Items in a dataset:
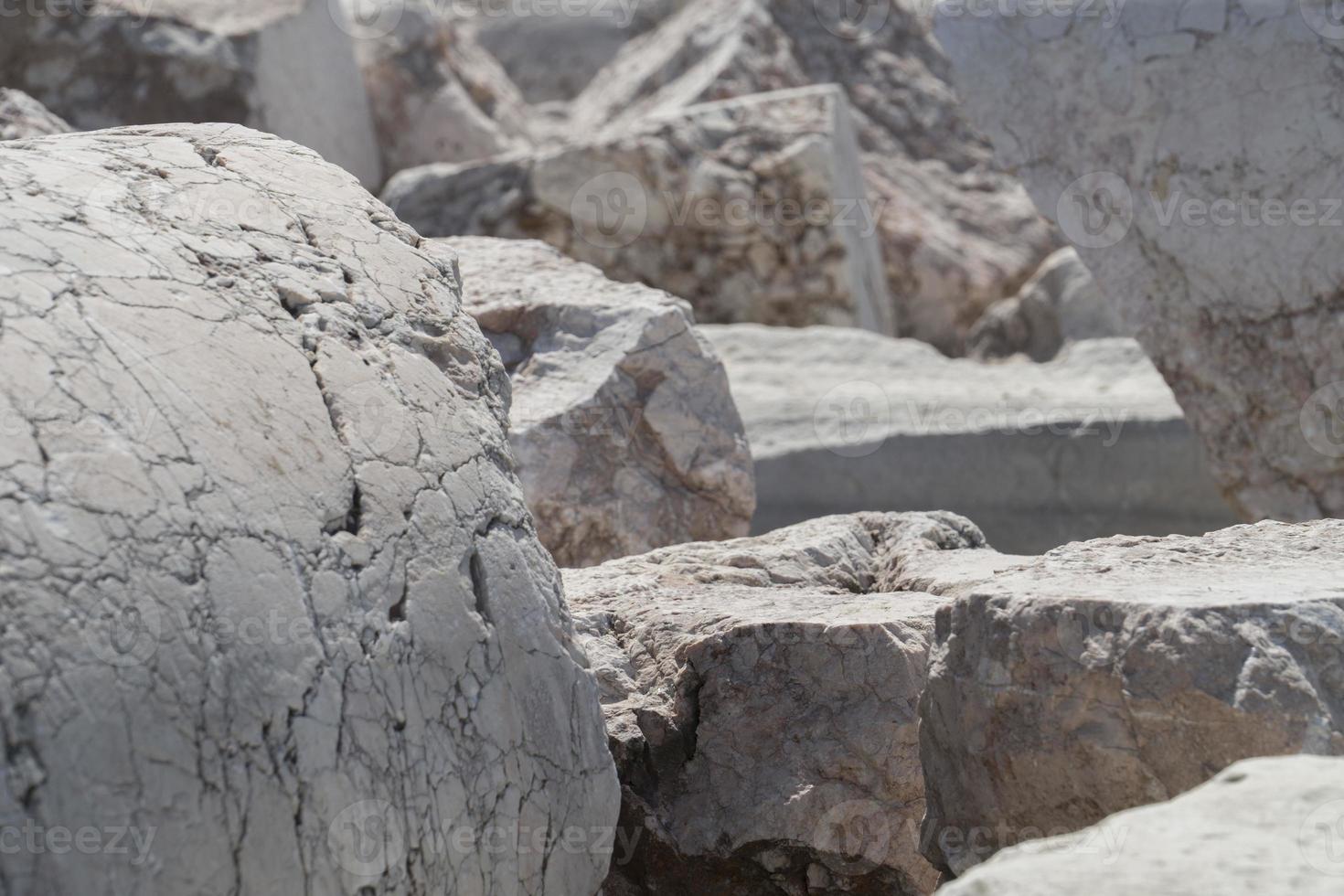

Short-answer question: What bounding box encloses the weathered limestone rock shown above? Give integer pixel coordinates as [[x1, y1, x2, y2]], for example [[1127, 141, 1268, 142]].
[[966, 249, 1127, 361], [0, 125, 618, 896], [564, 513, 1001, 896], [938, 0, 1344, 520], [0, 88, 69, 140], [574, 0, 1056, 355], [940, 756, 1344, 896], [355, 0, 531, 175], [0, 0, 381, 188], [700, 324, 1238, 553], [383, 86, 894, 333], [432, 237, 755, 567], [907, 520, 1344, 875]]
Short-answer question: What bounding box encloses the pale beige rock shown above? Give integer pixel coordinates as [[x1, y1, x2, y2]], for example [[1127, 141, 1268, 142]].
[[940, 756, 1344, 896], [383, 86, 895, 333], [0, 125, 618, 896], [441, 237, 755, 567], [938, 0, 1344, 520], [564, 513, 1003, 896], [906, 520, 1344, 875], [0, 0, 381, 188]]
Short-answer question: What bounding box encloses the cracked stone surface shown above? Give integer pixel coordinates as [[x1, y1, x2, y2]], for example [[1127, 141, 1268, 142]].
[[0, 125, 618, 896], [572, 0, 1059, 355], [700, 324, 1239, 553], [355, 0, 532, 175], [906, 520, 1344, 875], [938, 0, 1344, 520], [0, 0, 381, 188], [0, 88, 71, 140], [383, 86, 894, 332], [966, 247, 1130, 361], [940, 756, 1344, 896], [430, 237, 755, 567], [564, 513, 1001, 896]]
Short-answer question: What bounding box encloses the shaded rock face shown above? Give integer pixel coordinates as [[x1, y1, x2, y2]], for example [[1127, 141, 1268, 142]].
[[0, 125, 617, 896], [966, 249, 1129, 361], [914, 520, 1344, 892], [0, 0, 381, 188], [355, 0, 531, 175], [0, 88, 69, 140], [383, 88, 894, 333], [574, 0, 1056, 355], [564, 513, 1001, 896], [938, 0, 1344, 520], [700, 324, 1238, 553], [940, 756, 1344, 896], [432, 237, 755, 567]]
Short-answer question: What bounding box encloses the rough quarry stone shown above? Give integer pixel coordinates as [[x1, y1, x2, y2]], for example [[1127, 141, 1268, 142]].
[[966, 249, 1129, 361], [432, 237, 755, 567], [351, 0, 532, 175], [907, 520, 1344, 875], [940, 756, 1344, 896], [0, 125, 618, 896], [701, 325, 1238, 553], [0, 88, 69, 140], [0, 0, 381, 188], [383, 86, 894, 333], [564, 513, 1000, 896], [938, 0, 1344, 520], [574, 0, 1058, 355]]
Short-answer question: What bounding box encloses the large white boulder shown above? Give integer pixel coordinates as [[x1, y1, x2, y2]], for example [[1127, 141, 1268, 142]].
[[564, 513, 1001, 896], [906, 520, 1344, 875], [432, 237, 755, 567], [0, 125, 617, 896], [700, 324, 1238, 553], [383, 86, 895, 333], [0, 0, 381, 189], [940, 756, 1344, 896], [938, 0, 1344, 520]]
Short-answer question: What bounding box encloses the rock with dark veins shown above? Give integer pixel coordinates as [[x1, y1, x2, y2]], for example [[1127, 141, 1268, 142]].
[[906, 520, 1344, 893], [564, 513, 994, 896], [0, 88, 69, 140], [0, 125, 617, 896], [0, 0, 381, 189], [941, 756, 1344, 896], [432, 237, 755, 567], [938, 0, 1344, 520]]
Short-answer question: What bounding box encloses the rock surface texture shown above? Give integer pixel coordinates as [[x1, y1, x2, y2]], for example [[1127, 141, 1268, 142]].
[[432, 237, 755, 567], [700, 325, 1238, 553], [574, 0, 1056, 353], [938, 0, 1344, 520], [0, 125, 618, 896], [564, 513, 1001, 896], [355, 0, 531, 175], [383, 88, 894, 333], [966, 249, 1127, 361], [0, 88, 69, 140], [907, 520, 1344, 875], [0, 0, 381, 188], [940, 756, 1344, 896]]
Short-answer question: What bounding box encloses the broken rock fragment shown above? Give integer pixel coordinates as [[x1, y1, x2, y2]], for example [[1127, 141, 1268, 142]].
[[0, 125, 617, 896], [383, 88, 895, 333], [432, 237, 755, 567]]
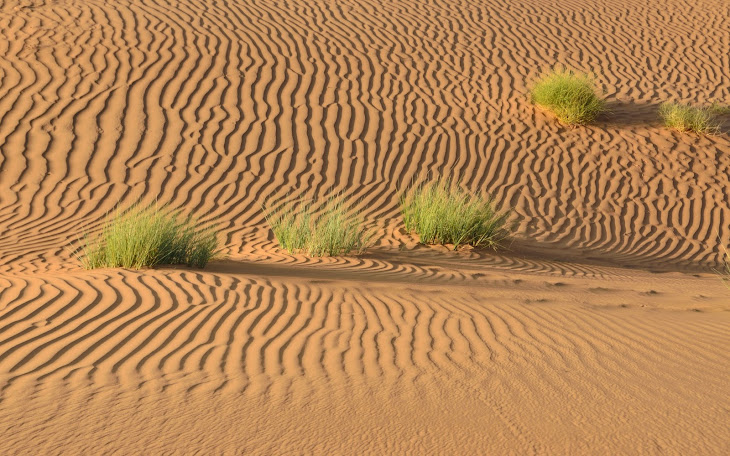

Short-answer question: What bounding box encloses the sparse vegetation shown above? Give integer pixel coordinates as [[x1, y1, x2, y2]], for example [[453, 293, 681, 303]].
[[659, 103, 724, 135], [713, 246, 730, 288], [266, 197, 371, 257], [400, 180, 512, 250], [79, 205, 218, 269], [531, 69, 605, 125]]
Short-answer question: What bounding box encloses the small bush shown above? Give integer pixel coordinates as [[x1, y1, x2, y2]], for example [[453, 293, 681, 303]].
[[531, 69, 605, 125], [659, 103, 720, 135], [79, 206, 218, 269], [265, 197, 371, 257], [400, 181, 512, 250]]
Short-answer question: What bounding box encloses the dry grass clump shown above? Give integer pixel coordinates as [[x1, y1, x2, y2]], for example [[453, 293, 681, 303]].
[[400, 180, 512, 250], [78, 205, 218, 269], [659, 103, 724, 135], [531, 69, 606, 125], [265, 197, 371, 257]]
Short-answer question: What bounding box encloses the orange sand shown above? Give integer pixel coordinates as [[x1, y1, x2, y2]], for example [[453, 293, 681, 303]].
[[0, 0, 730, 455]]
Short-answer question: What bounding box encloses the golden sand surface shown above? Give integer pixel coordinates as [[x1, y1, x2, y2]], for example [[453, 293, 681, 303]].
[[0, 0, 730, 455]]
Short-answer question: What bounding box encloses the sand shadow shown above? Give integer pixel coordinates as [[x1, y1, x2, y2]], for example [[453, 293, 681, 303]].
[[596, 101, 662, 127]]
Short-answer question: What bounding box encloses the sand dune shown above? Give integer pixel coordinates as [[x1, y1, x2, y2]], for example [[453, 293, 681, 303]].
[[0, 0, 730, 454]]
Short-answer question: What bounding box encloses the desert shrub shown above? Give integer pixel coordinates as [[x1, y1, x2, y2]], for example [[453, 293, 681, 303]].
[[400, 181, 512, 250], [659, 103, 722, 134], [265, 196, 371, 257], [79, 205, 218, 269], [531, 69, 605, 125]]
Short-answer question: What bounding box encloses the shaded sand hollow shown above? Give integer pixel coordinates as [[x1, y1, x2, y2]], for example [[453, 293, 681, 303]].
[[0, 0, 730, 455]]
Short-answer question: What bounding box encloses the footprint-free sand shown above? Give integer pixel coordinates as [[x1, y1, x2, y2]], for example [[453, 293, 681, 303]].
[[0, 0, 730, 455]]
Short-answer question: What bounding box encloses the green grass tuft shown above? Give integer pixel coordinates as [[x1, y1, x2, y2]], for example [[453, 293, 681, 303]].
[[531, 69, 605, 125], [659, 103, 722, 135], [265, 197, 371, 257], [400, 181, 512, 250], [78, 205, 218, 269]]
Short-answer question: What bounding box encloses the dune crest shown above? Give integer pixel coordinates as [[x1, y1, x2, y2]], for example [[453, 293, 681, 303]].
[[0, 0, 730, 454]]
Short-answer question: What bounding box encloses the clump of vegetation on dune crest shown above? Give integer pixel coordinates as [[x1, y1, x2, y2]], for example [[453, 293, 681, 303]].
[[78, 205, 218, 269], [530, 69, 605, 125], [659, 103, 727, 135], [400, 180, 512, 250], [265, 197, 372, 257]]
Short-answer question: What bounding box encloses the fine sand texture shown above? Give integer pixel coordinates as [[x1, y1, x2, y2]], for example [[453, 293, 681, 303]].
[[0, 0, 730, 455]]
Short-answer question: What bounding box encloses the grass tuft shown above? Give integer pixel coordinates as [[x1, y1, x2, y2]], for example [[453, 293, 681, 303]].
[[531, 69, 606, 125], [659, 103, 723, 135], [265, 197, 371, 257], [78, 205, 218, 269], [400, 180, 512, 250]]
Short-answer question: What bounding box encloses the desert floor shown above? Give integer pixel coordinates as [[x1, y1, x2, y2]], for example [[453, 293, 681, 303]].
[[0, 0, 730, 455]]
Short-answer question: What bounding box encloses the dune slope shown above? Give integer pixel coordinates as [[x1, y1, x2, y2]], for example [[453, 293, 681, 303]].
[[0, 0, 730, 454]]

■ TASK TO CARRY OUT ■
Retype the lines starting at the one containing "the shaded rock" and ending at the one containing "896], [938, 0, 1344, 520]]", including both of those lines.

■ ANSWER TO THIS EXERCISE ■
Short-answer question: What bounding box encloses the shaded rock face shown above? Give integer pixel coordinates as [[x1, y1, x2, y2]], for example [[1127, 141, 1268, 142]].
[[0, 125, 617, 896], [966, 249, 1129, 361], [914, 520, 1344, 892], [0, 0, 381, 188], [355, 0, 531, 175], [0, 88, 69, 140], [383, 88, 894, 333], [574, 0, 1056, 355], [564, 513, 1001, 896], [938, 0, 1344, 520], [700, 324, 1238, 553], [940, 756, 1344, 896], [432, 237, 755, 567]]
Short-answer question: What bounding box encloses the rough quarry stone shown above? Give integer pixel coordinates as [[x1, y1, x2, y2]], for example [[1127, 141, 1268, 142]].
[[966, 249, 1129, 361], [432, 237, 755, 567], [351, 0, 532, 175], [907, 520, 1344, 875], [940, 756, 1344, 896], [0, 125, 618, 896], [701, 325, 1238, 553], [0, 88, 69, 140], [0, 0, 381, 188], [383, 86, 894, 333], [564, 513, 1000, 896], [938, 0, 1344, 520], [574, 0, 1058, 355]]
Short-answer question: What bounding box encloses the large white boulder shown above? Give integer pixel coordinates as [[x1, y1, x2, y2]], for example [[1127, 141, 1268, 142]].
[[564, 513, 1001, 896], [906, 520, 1344, 875], [432, 237, 755, 567], [0, 125, 617, 896], [700, 324, 1238, 553], [383, 86, 895, 333], [0, 0, 381, 189], [940, 756, 1344, 896], [938, 0, 1344, 520]]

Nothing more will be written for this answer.